=== Provided entries ===
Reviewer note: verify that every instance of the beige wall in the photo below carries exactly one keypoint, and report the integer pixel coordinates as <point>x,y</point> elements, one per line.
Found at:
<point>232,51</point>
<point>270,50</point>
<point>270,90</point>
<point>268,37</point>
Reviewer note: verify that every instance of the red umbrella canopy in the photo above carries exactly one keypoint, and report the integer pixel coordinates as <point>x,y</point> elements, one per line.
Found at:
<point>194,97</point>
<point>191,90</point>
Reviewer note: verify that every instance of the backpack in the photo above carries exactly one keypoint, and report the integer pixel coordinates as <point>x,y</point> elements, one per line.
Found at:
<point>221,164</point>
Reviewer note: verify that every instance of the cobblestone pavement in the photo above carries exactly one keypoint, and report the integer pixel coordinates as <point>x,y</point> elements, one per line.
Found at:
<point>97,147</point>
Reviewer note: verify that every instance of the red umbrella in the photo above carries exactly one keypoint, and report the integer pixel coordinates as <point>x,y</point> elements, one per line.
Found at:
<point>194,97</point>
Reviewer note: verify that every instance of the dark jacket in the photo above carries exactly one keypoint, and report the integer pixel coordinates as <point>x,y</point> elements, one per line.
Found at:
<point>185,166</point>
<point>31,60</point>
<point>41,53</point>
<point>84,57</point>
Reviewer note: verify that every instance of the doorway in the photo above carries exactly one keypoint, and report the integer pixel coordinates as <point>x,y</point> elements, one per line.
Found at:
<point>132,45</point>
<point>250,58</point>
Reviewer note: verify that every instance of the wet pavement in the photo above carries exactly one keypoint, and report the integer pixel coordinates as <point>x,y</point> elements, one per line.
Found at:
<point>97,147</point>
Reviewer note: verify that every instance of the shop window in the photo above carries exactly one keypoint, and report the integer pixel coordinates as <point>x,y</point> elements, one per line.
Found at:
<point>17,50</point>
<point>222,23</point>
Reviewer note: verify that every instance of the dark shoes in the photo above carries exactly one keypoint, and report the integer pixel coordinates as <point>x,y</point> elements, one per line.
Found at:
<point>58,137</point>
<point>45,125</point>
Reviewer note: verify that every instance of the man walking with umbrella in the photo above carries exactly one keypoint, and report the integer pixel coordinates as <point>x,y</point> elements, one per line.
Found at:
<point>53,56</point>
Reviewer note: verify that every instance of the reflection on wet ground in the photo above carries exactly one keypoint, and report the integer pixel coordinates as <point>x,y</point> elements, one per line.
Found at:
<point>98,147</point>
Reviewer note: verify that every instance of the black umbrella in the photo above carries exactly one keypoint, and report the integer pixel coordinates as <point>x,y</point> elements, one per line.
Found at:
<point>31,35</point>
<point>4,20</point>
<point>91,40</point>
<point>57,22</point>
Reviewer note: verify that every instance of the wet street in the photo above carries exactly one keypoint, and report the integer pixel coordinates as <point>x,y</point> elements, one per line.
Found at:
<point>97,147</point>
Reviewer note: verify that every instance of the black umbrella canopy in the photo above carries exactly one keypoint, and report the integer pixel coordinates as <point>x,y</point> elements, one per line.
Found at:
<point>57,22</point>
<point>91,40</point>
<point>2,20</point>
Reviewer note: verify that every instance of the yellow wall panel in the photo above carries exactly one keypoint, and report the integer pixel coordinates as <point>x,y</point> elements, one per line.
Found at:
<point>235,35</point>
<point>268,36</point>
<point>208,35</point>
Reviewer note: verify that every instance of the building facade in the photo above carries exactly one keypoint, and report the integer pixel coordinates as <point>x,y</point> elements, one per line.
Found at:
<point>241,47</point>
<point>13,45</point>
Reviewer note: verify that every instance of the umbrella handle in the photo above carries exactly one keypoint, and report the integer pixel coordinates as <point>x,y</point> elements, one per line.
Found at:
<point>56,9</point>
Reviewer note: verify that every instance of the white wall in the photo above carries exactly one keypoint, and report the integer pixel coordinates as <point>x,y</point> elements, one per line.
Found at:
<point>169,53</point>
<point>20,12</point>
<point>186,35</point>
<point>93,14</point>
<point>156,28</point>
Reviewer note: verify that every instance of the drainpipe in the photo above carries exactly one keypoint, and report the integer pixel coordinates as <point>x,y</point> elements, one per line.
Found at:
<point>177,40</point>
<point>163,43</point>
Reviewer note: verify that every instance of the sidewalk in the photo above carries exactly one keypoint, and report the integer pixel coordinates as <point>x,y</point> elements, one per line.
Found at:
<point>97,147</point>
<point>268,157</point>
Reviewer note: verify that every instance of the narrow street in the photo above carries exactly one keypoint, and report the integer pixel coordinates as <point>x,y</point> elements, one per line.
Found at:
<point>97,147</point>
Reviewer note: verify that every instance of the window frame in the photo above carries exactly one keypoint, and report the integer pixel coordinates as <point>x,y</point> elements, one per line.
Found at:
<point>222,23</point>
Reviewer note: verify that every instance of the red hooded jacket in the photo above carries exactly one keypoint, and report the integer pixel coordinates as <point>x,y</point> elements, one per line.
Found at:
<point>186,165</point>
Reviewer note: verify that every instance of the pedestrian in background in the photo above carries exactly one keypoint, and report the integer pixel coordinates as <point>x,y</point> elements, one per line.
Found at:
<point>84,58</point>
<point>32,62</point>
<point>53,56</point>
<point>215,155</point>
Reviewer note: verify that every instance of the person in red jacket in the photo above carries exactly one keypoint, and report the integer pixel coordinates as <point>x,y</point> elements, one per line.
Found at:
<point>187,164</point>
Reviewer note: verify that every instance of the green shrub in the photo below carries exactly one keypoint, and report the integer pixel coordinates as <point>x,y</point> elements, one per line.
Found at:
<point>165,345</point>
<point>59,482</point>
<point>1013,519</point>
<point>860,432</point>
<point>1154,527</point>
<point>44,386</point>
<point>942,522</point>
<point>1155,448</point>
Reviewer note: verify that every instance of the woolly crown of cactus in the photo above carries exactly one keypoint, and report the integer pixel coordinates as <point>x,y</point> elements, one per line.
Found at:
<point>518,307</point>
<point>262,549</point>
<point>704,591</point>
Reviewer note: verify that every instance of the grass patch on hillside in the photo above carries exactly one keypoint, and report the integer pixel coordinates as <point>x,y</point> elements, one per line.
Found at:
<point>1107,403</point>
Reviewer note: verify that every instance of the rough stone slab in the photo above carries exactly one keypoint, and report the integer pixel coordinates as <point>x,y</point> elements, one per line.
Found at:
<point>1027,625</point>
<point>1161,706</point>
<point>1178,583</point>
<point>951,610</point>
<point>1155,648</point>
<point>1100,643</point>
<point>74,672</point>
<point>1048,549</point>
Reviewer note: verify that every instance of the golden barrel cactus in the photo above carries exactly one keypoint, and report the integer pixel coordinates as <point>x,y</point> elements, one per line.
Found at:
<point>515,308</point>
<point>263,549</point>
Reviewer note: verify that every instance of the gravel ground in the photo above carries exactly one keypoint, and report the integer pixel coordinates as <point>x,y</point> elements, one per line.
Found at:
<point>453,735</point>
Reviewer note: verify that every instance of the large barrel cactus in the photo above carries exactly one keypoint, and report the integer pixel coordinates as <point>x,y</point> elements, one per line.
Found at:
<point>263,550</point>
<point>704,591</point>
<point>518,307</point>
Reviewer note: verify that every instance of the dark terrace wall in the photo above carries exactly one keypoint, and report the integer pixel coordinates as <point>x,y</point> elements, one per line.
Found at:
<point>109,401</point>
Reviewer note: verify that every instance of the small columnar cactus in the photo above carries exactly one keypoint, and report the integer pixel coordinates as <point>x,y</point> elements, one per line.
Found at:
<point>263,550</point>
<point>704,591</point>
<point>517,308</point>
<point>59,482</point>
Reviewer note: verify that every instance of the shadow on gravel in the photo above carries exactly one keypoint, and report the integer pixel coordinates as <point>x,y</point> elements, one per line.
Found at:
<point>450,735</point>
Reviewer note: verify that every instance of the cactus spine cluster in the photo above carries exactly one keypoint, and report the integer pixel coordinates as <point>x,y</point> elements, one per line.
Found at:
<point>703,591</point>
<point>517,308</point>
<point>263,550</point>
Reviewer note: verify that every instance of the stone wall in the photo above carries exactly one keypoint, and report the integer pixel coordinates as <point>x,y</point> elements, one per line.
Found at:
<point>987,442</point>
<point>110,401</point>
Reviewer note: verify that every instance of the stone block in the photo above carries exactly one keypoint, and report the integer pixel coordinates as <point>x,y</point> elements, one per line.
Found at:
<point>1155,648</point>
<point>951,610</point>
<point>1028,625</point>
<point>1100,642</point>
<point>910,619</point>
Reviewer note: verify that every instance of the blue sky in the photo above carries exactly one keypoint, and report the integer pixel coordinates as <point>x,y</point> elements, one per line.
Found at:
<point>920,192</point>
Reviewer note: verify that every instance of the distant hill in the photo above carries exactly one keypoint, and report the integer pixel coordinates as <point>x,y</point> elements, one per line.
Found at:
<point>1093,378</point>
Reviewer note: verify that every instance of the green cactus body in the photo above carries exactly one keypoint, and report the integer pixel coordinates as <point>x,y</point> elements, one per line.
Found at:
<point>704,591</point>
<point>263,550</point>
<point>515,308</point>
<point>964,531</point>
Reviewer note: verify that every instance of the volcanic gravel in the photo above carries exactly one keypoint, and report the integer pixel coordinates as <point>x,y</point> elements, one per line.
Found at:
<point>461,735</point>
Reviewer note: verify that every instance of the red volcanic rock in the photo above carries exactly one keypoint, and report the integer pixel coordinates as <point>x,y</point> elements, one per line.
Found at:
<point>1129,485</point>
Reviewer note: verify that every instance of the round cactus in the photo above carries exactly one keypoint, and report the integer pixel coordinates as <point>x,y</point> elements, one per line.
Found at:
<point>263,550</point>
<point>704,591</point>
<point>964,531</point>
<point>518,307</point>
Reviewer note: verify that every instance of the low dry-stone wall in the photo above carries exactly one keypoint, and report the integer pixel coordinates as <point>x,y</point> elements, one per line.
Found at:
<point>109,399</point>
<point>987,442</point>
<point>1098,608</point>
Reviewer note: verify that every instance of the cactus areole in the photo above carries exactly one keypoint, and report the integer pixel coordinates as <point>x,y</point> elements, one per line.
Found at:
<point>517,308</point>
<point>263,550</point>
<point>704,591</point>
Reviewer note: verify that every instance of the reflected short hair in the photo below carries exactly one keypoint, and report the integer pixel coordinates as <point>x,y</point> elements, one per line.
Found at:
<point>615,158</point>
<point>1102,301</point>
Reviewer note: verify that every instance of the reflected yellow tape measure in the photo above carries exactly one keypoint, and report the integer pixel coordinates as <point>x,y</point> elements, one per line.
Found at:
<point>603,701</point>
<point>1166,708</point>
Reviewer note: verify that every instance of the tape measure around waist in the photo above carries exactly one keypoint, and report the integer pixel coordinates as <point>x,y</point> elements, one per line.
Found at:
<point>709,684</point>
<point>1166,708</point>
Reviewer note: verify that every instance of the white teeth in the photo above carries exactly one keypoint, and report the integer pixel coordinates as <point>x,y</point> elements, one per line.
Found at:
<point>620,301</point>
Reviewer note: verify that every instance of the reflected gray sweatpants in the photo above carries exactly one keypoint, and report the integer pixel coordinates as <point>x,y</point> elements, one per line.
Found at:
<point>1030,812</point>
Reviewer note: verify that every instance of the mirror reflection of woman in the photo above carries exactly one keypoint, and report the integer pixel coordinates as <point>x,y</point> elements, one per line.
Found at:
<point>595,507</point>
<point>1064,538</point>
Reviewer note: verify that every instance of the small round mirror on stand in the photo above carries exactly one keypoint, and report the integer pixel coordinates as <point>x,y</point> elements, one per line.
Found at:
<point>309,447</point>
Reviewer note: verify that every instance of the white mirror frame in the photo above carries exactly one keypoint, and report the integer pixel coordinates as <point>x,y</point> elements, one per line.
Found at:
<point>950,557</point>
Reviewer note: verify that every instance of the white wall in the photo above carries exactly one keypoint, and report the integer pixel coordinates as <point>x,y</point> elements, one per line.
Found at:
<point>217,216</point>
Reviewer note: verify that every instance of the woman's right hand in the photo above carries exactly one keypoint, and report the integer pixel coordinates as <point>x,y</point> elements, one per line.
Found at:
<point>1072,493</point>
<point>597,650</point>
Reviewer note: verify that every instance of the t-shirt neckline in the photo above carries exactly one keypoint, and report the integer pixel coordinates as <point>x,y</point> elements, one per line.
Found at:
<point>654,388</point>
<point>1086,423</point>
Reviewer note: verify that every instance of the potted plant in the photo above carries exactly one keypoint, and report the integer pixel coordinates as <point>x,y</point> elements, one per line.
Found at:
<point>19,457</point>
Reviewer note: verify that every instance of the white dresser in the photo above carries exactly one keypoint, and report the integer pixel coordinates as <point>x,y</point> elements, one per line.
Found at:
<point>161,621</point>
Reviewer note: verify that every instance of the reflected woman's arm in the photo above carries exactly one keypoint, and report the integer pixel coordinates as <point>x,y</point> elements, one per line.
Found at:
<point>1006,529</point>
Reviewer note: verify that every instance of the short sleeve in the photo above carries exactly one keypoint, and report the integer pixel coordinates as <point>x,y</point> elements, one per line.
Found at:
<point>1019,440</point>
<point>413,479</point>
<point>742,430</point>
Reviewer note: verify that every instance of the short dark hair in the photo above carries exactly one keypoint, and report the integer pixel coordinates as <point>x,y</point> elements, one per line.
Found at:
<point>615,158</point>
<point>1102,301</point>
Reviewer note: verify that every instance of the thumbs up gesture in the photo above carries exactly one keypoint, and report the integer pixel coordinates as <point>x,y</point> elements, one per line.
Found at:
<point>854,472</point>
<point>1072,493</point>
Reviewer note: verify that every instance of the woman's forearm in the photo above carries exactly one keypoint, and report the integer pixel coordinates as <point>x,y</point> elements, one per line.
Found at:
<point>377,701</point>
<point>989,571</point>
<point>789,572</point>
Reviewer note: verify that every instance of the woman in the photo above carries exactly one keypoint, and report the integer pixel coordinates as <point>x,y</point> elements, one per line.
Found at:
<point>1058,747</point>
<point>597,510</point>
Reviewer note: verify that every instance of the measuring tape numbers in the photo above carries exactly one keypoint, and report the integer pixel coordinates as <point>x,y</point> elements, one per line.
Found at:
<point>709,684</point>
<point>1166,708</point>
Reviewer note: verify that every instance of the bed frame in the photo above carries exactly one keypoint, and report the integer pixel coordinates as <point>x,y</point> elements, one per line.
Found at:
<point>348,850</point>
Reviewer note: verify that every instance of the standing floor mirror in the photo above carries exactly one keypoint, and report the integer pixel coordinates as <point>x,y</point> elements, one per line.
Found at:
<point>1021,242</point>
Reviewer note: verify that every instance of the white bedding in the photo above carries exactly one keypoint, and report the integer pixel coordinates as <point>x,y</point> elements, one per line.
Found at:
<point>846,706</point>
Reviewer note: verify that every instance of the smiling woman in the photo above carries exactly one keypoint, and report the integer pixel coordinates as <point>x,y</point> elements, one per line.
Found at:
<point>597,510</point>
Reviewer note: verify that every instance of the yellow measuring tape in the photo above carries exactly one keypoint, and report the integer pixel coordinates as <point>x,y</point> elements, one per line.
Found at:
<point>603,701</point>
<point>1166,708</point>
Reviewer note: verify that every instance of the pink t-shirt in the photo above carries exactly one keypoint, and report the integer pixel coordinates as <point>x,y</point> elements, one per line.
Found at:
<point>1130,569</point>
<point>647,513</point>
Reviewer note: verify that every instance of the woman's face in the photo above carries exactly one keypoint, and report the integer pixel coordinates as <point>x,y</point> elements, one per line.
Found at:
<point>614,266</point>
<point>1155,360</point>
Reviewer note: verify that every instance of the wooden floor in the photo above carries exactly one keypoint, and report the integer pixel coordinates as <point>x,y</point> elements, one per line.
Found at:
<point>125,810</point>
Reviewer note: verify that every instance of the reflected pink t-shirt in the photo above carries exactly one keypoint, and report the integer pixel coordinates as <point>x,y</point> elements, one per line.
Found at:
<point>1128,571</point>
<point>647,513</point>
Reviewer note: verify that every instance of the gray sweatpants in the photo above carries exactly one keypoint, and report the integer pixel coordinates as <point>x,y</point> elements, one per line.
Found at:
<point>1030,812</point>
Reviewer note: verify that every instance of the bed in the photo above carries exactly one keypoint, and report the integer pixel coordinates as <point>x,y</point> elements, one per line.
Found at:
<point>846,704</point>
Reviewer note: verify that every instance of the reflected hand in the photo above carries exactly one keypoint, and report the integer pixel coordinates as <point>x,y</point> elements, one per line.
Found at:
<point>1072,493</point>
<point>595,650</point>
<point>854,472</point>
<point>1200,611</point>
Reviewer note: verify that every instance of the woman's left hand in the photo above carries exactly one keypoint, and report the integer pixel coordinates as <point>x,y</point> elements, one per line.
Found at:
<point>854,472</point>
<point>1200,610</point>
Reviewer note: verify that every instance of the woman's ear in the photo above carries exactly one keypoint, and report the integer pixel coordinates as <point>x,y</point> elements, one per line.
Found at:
===
## Problem details
Please scale the data from the line containing "Reviewer note: verify that every instance of the tape" through the line containing "<point>309,447</point>", and write those lines out again in full, requests included. Multiply every point coordinate in the answers by 1.9 and round each result to a whole number, with halves rounding up.

## Answer for the task
Reviewer note: verify that every instance of the tape measure around waist in the photo above carries exactly one keypoint, and report the integer pixel coordinates as <point>x,y</point> elements, one per line.
Found at:
<point>1347,1300</point>
<point>2215,1345</point>
Reviewer note: verify that every instance of the white teeth in the photo above carries exactly one keypoint, and report the integer pixel coordinates as <point>x,y</point> elements, one per line.
Found at:
<point>1178,572</point>
Reviewer note: verify that every instance of the reflected gray sweatpants in the photo above carries exactly one keypoint, and report the integer pixel coordinates as <point>x,y</point> elements, one per line.
Found at:
<point>1957,1543</point>
Reviewer note: verify that every instance of the mirror reflection of woman in the photo above carries exactly one keypoint, and report the integer pixel coordinates as <point>x,y</point> elements, one per line.
Found at:
<point>1131,963</point>
<point>2022,1022</point>
Reviewer note: verify that every instance of the small round mirror on stand in the photo above carries exactly one keypoint, and report the integer pixel coordinates as <point>x,y</point> elements, one per line.
Found at:
<point>587,849</point>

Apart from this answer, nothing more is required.